Copy every entry word for word. Skip the pictures.

Material provided
((
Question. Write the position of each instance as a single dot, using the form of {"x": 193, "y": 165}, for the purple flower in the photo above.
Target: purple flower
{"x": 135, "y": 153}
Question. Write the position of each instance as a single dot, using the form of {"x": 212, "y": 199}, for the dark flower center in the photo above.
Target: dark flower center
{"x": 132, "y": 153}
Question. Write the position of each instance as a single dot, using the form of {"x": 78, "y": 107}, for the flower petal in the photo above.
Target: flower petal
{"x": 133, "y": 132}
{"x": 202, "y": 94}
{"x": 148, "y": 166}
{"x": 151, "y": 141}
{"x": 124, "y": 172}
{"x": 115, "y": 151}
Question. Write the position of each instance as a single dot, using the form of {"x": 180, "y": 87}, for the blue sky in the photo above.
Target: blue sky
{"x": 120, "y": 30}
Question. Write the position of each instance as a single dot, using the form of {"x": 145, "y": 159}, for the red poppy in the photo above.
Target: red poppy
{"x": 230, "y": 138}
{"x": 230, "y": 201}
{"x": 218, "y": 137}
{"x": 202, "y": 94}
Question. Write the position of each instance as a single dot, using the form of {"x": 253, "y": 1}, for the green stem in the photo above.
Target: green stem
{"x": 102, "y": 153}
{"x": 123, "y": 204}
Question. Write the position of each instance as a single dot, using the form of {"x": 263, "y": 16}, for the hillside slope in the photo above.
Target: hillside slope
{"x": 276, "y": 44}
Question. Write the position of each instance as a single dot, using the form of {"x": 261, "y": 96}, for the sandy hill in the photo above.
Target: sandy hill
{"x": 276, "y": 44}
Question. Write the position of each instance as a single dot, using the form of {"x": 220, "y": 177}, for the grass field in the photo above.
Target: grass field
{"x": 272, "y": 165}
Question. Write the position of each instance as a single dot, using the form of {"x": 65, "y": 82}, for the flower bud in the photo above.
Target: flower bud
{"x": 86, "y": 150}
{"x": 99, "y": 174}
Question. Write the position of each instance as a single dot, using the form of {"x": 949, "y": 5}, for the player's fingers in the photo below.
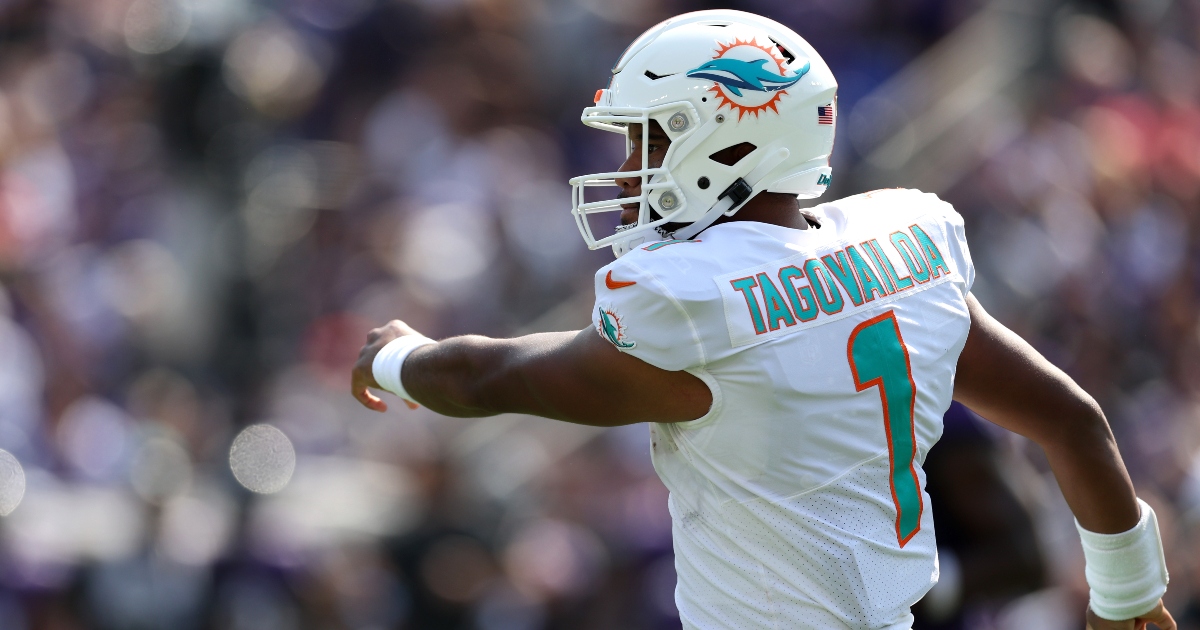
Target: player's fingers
{"x": 371, "y": 401}
{"x": 1161, "y": 617}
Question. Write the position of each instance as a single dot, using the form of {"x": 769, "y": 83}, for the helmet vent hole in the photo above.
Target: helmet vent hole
{"x": 732, "y": 155}
{"x": 784, "y": 52}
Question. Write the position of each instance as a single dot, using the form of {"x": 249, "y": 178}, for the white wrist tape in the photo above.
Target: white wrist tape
{"x": 1126, "y": 571}
{"x": 390, "y": 359}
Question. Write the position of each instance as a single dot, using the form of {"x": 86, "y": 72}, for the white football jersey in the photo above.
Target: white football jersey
{"x": 798, "y": 501}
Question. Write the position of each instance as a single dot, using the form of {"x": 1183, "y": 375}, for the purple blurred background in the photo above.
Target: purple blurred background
{"x": 205, "y": 204}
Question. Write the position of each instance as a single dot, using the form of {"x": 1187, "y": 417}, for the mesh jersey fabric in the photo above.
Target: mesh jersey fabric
{"x": 798, "y": 501}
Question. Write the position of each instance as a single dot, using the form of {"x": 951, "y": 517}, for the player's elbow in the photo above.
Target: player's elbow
{"x": 1080, "y": 424}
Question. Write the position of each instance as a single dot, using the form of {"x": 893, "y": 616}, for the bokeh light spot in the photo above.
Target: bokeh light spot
{"x": 12, "y": 483}
{"x": 262, "y": 459}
))
Full output
Question. Write the position of each instance as a single dot, using the form of {"x": 193, "y": 165}, for the purple flower in the photo above.
Target: purple flower
{"x": 135, "y": 153}
Question. Write the position of each instance as a single dot, using the form of {"x": 212, "y": 199}, for the dark flower center in the photo above.
Target: dark flower center
{"x": 132, "y": 153}
Question. Write the position of each instance as a single dot, using the form of {"x": 78, "y": 107}, for the flower petal in the photo above.
Target: flower petal
{"x": 133, "y": 132}
{"x": 202, "y": 94}
{"x": 148, "y": 166}
{"x": 151, "y": 141}
{"x": 124, "y": 172}
{"x": 115, "y": 151}
Question. Write the position of each instance as a single dot, using the form of {"x": 180, "y": 87}, for the blue sky in the photo above.
Target: blue sky
{"x": 120, "y": 30}
Question. Write the position of each instance as a single dot, using the form of {"x": 145, "y": 159}, for the red poppy in the photo above.
Target: red poppy
{"x": 230, "y": 138}
{"x": 230, "y": 201}
{"x": 218, "y": 137}
{"x": 202, "y": 94}
Question. Write the position of each instance as a single dot, using the form of {"x": 253, "y": 1}, for the green stem in the photo above.
Target: green stem
{"x": 102, "y": 153}
{"x": 123, "y": 204}
Question. Write the position of each instance as a single dot, using the form of {"x": 263, "y": 16}, for the hillside slope in the photo above.
Target: hillside slope
{"x": 276, "y": 44}
Question. Write the position of each instance as a single dot, using the form of {"x": 261, "y": 96}, for the sandy hill in the photo above.
Target: sandy hill
{"x": 276, "y": 44}
Question. Write the position of each instance as a single dot, using the form of {"x": 220, "y": 177}, for the grass field in the photo above.
Target: grass field
{"x": 272, "y": 165}
Question. Write the position of each instance as a single dot, using the form of {"x": 65, "y": 82}, for the flower bud in the photo above.
Target: flower bud
{"x": 86, "y": 150}
{"x": 99, "y": 174}
Question. Write the position of each instance as a single dot, using the form of {"x": 949, "y": 5}, for the player's fingers in the photo below.
Target: player's fingers
{"x": 371, "y": 401}
{"x": 1161, "y": 617}
Question. Write the position of each instance as a single dot, using the form of {"x": 769, "y": 83}, for the helmet vent hole in the photo above.
Target: helmet vent hole
{"x": 732, "y": 155}
{"x": 784, "y": 52}
Question. Write the position of each instance as a single dot, using the form of {"x": 249, "y": 178}, for the white wrist tape in the photo above.
Target: white wrist tape
{"x": 1126, "y": 571}
{"x": 390, "y": 359}
Question. Write the position of each instance as a single dot, using the form of {"x": 86, "y": 72}, for the white football jersey in the photo above.
Target: white football jersey
{"x": 798, "y": 501}
Question. Write the position of each instance as a single dot, using the form of {"x": 1183, "y": 375}, for the purple blurred background in the photo above.
Target: purple blurred background
{"x": 205, "y": 204}
Question. Write the position of each instance as a single dot, using the form of {"x": 1187, "y": 417}, for the mesh jersey fabric in the photo above.
Target: mesh jersey fabric
{"x": 798, "y": 501}
Question. Write the position of each instance as a single dot, using the form of {"x": 951, "y": 517}, for the player's elbow in the photo above.
Target: player's elbow
{"x": 1080, "y": 424}
Question. Write the position of each instance as a single dot, using the form of {"x": 893, "y": 616}, for the bokeh light spot in the photo above.
Target: bokeh light spot
{"x": 12, "y": 483}
{"x": 262, "y": 459}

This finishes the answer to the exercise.